Your task –
Gather every line of the listing below that contains the string "trace".

Record set –
┌──

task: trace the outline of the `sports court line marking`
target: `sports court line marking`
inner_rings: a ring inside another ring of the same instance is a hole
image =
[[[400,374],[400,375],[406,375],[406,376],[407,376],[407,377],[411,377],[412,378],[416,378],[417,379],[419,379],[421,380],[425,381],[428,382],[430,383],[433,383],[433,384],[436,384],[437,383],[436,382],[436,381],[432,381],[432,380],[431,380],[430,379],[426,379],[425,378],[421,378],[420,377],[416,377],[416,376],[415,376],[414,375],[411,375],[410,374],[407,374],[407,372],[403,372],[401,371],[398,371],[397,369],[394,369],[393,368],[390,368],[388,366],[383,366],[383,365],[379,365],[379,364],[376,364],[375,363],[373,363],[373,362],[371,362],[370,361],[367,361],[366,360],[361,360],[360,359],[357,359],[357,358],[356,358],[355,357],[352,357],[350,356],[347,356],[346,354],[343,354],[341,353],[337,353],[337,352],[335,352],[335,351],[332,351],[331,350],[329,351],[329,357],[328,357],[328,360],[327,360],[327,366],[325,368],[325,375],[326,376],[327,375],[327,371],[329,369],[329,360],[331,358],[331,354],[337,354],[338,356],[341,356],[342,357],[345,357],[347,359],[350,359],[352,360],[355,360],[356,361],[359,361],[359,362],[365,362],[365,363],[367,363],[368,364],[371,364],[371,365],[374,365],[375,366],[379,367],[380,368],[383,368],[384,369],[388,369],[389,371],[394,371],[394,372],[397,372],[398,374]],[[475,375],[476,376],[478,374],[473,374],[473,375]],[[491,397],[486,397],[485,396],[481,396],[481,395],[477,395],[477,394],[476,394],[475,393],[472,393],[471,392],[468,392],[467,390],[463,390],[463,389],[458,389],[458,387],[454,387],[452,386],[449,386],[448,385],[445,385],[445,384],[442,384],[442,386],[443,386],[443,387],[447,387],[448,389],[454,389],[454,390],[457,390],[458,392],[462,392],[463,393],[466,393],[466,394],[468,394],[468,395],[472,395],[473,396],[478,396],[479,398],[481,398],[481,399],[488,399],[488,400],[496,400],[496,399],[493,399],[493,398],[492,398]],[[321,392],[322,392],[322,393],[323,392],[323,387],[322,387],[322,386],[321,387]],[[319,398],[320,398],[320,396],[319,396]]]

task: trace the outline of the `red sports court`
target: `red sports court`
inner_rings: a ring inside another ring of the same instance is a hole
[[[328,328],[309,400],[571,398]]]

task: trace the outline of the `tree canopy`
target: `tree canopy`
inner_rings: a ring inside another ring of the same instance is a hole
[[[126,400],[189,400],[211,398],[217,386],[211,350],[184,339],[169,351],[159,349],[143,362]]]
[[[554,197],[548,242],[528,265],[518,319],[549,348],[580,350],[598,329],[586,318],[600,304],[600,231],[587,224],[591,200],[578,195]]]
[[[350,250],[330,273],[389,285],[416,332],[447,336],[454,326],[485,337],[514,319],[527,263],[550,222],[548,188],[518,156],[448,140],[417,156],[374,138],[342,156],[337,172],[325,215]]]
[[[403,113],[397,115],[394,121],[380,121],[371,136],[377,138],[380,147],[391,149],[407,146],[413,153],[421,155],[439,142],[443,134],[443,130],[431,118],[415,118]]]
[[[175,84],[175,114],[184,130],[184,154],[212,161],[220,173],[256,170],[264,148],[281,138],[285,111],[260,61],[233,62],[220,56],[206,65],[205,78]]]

└──

Solved exercise –
task: trace the outline of the `sports court line marking`
task: trace the outline of the `red sports court`
task: trace the outline of the `tree canopy`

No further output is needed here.